Data for this task Block Start
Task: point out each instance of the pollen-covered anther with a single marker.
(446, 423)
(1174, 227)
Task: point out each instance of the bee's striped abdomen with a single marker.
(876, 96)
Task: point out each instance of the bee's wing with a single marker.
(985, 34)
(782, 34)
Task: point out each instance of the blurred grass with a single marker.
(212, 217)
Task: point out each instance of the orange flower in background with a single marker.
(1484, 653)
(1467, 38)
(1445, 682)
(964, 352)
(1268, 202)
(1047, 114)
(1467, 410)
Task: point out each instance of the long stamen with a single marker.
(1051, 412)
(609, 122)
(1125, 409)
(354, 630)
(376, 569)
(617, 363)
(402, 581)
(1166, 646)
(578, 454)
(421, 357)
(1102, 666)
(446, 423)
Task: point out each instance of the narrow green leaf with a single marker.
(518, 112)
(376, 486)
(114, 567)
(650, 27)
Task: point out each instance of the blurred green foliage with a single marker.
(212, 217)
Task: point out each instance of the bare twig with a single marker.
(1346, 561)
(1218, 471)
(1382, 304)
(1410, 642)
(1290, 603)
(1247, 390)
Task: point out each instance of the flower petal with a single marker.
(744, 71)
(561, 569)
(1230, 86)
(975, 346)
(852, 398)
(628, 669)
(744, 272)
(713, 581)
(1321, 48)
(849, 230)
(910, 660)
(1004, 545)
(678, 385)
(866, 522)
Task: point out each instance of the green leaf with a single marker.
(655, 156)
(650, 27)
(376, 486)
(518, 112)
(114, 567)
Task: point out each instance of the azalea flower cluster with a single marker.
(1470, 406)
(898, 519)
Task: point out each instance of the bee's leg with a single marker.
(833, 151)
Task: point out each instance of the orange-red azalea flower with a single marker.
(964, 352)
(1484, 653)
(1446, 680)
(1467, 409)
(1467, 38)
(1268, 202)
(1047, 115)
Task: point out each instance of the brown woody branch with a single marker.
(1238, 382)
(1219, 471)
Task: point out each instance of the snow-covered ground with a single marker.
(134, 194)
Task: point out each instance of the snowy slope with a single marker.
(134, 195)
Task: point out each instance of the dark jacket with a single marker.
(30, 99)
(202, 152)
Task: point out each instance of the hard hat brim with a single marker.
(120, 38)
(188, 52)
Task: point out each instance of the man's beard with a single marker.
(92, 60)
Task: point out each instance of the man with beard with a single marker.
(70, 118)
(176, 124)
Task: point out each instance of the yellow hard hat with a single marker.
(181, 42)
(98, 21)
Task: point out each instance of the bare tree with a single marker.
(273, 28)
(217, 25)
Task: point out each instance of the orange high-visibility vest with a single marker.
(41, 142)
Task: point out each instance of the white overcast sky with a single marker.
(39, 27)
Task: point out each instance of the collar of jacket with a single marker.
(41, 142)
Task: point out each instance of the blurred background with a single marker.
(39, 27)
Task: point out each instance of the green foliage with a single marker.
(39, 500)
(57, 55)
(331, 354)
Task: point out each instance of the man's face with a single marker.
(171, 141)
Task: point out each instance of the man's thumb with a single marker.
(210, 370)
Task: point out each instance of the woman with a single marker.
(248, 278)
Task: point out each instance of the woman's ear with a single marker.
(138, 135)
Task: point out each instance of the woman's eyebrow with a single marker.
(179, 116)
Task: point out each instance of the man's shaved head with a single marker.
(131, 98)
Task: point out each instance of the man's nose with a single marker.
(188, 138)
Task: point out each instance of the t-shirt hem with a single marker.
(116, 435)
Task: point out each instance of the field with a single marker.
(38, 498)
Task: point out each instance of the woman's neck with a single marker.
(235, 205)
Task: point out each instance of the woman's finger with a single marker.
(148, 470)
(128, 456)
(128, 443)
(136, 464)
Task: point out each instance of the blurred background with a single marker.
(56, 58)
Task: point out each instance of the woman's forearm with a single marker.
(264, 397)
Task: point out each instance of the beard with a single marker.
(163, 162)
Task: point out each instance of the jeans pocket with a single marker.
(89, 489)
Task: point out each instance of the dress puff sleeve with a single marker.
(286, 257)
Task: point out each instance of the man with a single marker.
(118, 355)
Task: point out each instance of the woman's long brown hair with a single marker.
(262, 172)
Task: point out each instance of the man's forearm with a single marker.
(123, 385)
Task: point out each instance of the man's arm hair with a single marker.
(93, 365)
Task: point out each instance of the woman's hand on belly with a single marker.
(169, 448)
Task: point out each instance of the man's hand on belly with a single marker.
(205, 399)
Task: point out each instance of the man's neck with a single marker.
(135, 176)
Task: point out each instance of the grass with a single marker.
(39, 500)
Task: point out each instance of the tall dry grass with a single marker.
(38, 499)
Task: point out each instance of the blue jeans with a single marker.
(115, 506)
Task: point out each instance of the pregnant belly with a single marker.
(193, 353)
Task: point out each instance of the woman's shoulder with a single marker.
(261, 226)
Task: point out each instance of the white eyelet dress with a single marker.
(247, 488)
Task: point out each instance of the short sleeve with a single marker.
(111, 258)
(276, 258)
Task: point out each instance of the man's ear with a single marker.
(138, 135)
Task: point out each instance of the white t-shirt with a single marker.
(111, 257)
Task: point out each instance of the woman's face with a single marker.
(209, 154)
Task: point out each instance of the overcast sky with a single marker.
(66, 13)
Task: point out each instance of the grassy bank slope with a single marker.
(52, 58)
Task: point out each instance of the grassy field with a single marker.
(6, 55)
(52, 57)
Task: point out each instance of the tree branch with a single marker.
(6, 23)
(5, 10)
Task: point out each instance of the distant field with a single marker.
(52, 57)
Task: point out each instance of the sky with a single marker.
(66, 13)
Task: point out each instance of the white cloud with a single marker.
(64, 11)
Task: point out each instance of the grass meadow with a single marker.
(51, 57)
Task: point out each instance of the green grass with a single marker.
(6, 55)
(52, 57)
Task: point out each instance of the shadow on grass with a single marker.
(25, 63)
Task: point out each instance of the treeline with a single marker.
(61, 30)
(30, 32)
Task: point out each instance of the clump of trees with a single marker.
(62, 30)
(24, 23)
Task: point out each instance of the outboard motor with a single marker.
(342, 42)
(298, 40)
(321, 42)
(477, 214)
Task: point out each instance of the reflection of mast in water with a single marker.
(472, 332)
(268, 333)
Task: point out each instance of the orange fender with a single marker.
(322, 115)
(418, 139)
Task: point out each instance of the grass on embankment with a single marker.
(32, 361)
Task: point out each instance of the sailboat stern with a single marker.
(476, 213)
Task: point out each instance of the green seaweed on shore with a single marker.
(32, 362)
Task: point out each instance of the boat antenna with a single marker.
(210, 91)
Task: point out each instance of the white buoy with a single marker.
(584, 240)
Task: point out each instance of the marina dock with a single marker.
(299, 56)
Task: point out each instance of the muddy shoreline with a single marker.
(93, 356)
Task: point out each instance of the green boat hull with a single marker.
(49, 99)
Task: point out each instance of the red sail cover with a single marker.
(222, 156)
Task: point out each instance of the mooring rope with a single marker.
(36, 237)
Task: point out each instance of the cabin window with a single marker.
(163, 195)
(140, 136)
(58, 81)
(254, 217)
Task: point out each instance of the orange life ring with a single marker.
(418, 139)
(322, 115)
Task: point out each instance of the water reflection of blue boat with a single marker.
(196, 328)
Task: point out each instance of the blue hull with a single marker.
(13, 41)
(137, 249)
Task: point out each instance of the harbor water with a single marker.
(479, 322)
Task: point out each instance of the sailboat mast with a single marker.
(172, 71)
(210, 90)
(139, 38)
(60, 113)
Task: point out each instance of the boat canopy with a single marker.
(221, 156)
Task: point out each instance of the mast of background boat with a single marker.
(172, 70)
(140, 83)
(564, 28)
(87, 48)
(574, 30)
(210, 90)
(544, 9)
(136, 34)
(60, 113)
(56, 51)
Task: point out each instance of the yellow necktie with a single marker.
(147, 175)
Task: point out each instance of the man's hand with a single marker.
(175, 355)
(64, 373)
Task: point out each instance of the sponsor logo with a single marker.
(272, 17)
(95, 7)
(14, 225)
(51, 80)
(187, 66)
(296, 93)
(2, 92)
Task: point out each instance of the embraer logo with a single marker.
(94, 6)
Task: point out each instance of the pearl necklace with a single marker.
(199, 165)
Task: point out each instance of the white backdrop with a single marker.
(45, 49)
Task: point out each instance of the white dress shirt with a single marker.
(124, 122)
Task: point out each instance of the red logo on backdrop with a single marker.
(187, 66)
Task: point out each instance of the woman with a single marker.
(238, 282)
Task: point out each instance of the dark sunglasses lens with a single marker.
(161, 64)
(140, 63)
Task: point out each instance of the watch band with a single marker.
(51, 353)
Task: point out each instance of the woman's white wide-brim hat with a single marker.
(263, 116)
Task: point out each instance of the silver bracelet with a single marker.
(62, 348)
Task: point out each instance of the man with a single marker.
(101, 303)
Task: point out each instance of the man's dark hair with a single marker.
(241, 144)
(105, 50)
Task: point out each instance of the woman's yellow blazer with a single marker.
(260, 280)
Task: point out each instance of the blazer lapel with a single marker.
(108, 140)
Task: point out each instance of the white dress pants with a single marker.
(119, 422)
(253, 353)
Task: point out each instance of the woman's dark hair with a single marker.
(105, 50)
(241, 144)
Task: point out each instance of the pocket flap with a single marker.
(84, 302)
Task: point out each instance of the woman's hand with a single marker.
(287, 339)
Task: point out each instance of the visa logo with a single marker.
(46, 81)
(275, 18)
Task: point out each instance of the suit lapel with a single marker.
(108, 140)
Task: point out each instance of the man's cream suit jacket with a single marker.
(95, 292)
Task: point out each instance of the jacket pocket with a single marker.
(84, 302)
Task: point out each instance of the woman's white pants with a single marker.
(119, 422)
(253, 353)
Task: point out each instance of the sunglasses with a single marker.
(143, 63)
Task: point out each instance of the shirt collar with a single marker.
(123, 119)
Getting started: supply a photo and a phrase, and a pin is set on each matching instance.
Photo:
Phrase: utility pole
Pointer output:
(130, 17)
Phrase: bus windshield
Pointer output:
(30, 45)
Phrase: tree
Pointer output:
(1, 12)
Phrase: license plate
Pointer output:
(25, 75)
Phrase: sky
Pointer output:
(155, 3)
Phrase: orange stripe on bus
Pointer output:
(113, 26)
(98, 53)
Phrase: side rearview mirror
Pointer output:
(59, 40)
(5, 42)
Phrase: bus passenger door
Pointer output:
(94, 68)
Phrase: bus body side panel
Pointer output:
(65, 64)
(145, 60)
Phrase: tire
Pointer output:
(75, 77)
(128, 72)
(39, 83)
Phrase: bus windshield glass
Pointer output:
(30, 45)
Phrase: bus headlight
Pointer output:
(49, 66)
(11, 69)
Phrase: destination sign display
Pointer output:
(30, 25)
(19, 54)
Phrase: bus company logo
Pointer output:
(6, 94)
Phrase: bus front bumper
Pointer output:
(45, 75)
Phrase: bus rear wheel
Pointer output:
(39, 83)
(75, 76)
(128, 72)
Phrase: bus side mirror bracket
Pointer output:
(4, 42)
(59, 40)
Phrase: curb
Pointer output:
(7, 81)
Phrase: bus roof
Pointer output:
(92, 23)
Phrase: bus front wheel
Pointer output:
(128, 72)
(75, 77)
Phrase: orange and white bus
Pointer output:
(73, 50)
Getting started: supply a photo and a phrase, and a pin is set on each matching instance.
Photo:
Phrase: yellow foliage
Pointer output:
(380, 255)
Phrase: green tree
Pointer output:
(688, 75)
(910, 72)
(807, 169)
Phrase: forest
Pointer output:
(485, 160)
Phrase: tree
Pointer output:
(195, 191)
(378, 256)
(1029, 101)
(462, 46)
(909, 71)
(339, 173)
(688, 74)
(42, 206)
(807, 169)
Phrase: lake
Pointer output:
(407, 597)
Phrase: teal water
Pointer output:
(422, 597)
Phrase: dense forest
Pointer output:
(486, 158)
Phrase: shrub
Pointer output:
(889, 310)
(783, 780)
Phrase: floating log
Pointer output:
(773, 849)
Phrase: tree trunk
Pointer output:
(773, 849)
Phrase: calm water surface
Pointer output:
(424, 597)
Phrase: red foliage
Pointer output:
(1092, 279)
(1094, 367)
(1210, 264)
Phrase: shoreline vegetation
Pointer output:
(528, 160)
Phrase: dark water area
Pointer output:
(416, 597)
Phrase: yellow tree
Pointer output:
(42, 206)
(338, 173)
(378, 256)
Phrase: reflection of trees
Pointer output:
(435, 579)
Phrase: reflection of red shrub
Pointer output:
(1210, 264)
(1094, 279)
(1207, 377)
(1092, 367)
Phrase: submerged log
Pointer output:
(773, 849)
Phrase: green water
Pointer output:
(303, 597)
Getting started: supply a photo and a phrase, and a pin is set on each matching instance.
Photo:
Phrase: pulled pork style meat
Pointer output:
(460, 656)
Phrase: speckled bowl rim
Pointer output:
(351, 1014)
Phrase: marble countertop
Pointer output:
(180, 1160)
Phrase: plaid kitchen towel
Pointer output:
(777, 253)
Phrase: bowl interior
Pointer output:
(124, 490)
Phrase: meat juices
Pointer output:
Data for this task Block End
Exercise prompt:
From the lines above, copy those that contain the word "meat".

Solution to this problem:
Phrase: pulled pork style meat
Phrase: meat juices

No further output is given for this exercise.